▶ _Problem to solve_
Can you output the material exactly as written, minus any pictures it holds?

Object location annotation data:
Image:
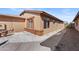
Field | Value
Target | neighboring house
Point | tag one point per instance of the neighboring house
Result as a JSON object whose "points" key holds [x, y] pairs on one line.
{"points": [[37, 22], [9, 22], [76, 21], [40, 22]]}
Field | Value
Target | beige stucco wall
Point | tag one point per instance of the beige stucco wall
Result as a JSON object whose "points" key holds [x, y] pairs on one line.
{"points": [[39, 23], [37, 20], [54, 27], [13, 23]]}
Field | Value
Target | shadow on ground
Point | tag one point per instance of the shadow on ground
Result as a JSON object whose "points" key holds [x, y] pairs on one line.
{"points": [[67, 40]]}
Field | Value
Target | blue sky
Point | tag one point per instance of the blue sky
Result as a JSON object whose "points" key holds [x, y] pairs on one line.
{"points": [[65, 14]]}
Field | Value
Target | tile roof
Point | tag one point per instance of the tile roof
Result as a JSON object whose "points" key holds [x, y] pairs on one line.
{"points": [[41, 12]]}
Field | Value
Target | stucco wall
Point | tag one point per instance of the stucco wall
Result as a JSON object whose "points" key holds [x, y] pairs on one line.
{"points": [[77, 26], [54, 27], [13, 23], [37, 20]]}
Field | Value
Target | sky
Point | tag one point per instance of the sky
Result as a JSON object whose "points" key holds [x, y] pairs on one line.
{"points": [[65, 14]]}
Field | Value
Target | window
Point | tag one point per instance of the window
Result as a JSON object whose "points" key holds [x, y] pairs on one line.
{"points": [[46, 23], [30, 23]]}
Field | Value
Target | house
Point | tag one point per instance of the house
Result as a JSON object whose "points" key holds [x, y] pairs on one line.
{"points": [[10, 22], [40, 22], [36, 22], [76, 22]]}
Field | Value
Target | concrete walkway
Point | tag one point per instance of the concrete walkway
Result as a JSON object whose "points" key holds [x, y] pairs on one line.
{"points": [[67, 40], [25, 41]]}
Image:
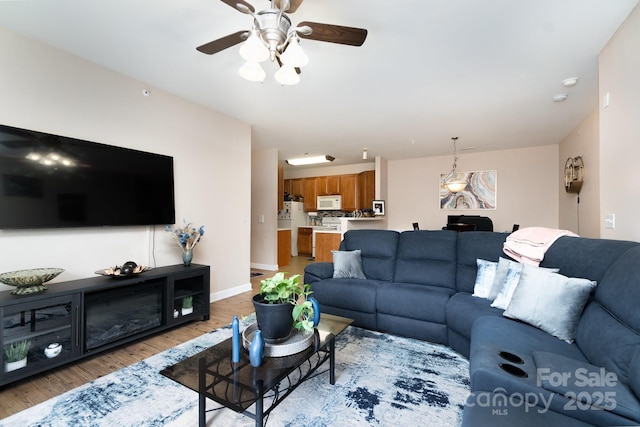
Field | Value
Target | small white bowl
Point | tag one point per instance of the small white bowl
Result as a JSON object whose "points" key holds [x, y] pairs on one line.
{"points": [[52, 350]]}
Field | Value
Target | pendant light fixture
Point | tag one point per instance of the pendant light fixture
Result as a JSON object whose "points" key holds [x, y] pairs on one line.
{"points": [[454, 181]]}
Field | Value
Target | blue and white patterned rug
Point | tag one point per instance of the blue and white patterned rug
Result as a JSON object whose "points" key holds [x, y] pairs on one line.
{"points": [[381, 380]]}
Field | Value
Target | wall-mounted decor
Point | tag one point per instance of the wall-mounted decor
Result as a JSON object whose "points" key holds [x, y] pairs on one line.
{"points": [[378, 207], [479, 193]]}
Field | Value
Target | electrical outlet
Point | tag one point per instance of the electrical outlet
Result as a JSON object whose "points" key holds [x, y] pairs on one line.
{"points": [[610, 221]]}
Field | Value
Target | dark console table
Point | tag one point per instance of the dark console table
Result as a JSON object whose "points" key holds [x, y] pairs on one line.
{"points": [[87, 316]]}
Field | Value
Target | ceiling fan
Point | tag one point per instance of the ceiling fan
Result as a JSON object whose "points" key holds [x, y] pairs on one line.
{"points": [[272, 37]]}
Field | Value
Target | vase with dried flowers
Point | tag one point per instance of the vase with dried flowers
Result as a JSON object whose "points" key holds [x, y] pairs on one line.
{"points": [[187, 237]]}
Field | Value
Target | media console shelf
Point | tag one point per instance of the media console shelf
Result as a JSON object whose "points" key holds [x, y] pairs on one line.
{"points": [[90, 315]]}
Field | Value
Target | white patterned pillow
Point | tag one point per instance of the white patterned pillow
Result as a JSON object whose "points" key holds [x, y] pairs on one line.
{"points": [[549, 301], [511, 282], [484, 278]]}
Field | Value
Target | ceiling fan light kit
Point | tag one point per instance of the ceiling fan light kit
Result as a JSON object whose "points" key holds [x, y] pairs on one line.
{"points": [[300, 161], [273, 38]]}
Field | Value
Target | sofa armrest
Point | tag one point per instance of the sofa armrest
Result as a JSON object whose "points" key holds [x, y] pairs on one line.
{"points": [[317, 271]]}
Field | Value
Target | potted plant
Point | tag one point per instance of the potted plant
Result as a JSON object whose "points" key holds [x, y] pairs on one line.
{"points": [[283, 304], [16, 355], [187, 305]]}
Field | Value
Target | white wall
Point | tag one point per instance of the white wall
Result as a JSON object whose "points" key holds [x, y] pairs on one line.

▶ _Task answer_
Image:
Field | Value
Target | neighboring house
Point | tag one point per instance of the neighboring house
Result as a JSON object whose "points" key holds [x, y] pairs on one line.
{"points": [[37, 22], [9, 22], [76, 21], [40, 22]]}
Field | Value
Target | beige stucco wall
Point | tag one point per instance of the beige stucco wall
Result as a JSON object whose "points" key holds [x, y] pairs on one line.
{"points": [[39, 23], [37, 20], [54, 27], [13, 23]]}
Field | Value
Target | shadow on ground
Point | tag one point per instance of the shadow on ground
Result as a JSON object whose "points" key holds [x, y] pairs on one line.
{"points": [[67, 40]]}
Field | Value
Target | blue sky
Point | tag one point per instance of the blue sky
Result as a JSON object whose "points" key holds [x, y] pairs on one line.
{"points": [[65, 14]]}
Field | Value
Target | tile roof
Point | tag one point per instance of the tile roof
Result as a JSON object whose "points" key holds [x, y] pairs on one line.
{"points": [[41, 12]]}
Field | Value
Target | stucco wall
Point | tag one point per instance of the stucco wall
Result as a JSON object whose "points" key holds [x, y] pairs on one line.
{"points": [[77, 26], [54, 27], [13, 23], [37, 20]]}
Field | Value
Target | sky
Point | tag one point per instance of the sky
Result as a JSON object whose "points" key holds [x, y] pairs on one line.
{"points": [[65, 14]]}
Field | Value
Target | window
Point | tag one point per instance of the window
Result as a JSON object whose "points" key holds [x, y] pairs on one line.
{"points": [[46, 23], [30, 23]]}
Field | Value
Target | house
Point | tag one point per instance of the house
Result as a JSON object whose "points" key holds [x, y] pairs on one line.
{"points": [[10, 22], [40, 22], [36, 22], [76, 22]]}
Field | Value
Target | concrete walkway
Point | tag one point per instance of the concrete walkway
Result as a JSON object whose "points" key holds [x, y] pairs on one line.
{"points": [[67, 40], [25, 41]]}
Image:
Field | Value
Target | small white bowl
Point | tag one point per instance of the small white bowl
Result as a JSON object whose "points" key holds [x, y] pairs on one line.
{"points": [[52, 350]]}
Field | Value
Target | pendant light fixture
Point | tag one point per instance of the pendant light fixture
Result as a JSON object whose "points" key holds [x, y] pairs on one line.
{"points": [[454, 181]]}
Field | Value
Target | blue and white patterned rug
Point | tag one point per instance of the blue and white patterned rug
Result as a JSON object whose "points" key holds [x, y] pairs on one line.
{"points": [[381, 380]]}
Field | Value
Target | wall-mounted decor
Point | tag one point per instance of the wall-mounted decor
Result as a JSON object whose "points" key holds [x, y] pairs on one line.
{"points": [[378, 207], [479, 193]]}
Field | Value
Target | electrical outlet
Point | tag one point per instance of the electrical outlet
Result as a JSON object whose "points" key holds [x, y] pairs on one line.
{"points": [[610, 221]]}
Field | Value
Target | dark console table
Point | tag one point per instance of the dark console table
Result as a JSON object whose "points" key holds [x, y] pairs on one line.
{"points": [[87, 316]]}
Field | Value
Target | ceiling fan
Point | tag one point per instance of the ceiling fan
Result as a JSON object whose "points" key holds [x, y] pairs on one line.
{"points": [[272, 37]]}
Field | Value
Target | vase with dried flowers
Point | tag one point per instance of the vase with dried flowers
Result as a JSON object whose "points" key holds [x, y] pairs on one line.
{"points": [[187, 237]]}
Field | Value
Target | media console shelf
Point | tag one point per instance of the media console shelf
Result as a JSON object whose "points" key holds [x, y] pairs on one line.
{"points": [[90, 315]]}
Field | Value
Target | white patterned pillow
Point | tag one point per instance of the white patterned pillow
Result as a JSON object whose "points" key holds [x, y] pairs on one line.
{"points": [[549, 301], [511, 282], [484, 278]]}
Field | Value
Target | ceiling fan light kit
Point | tag one point per instance of the ceiling fan light kit
Result as a JSON object whose "points" key holds [x, y] pairs on one line.
{"points": [[300, 161], [273, 38]]}
Field | Value
Target | sofa armrest
Point | tag one point per instance of the sofa armrest
Result as a JSON object whose "points" key holds [x, y] pairs on one line.
{"points": [[317, 271]]}
Field | Value
Target | potted plant
Point | tag one point per instance of the potted plant
Result as a JSON object whose "points" key holds [x, y] pairs on one line.
{"points": [[283, 304], [16, 355], [187, 305]]}
Field | Value
Target | white wall
Point | tag one point per instance of the white wall
Result as a JSON object whose "points" key holds [x, y] pairs on one line.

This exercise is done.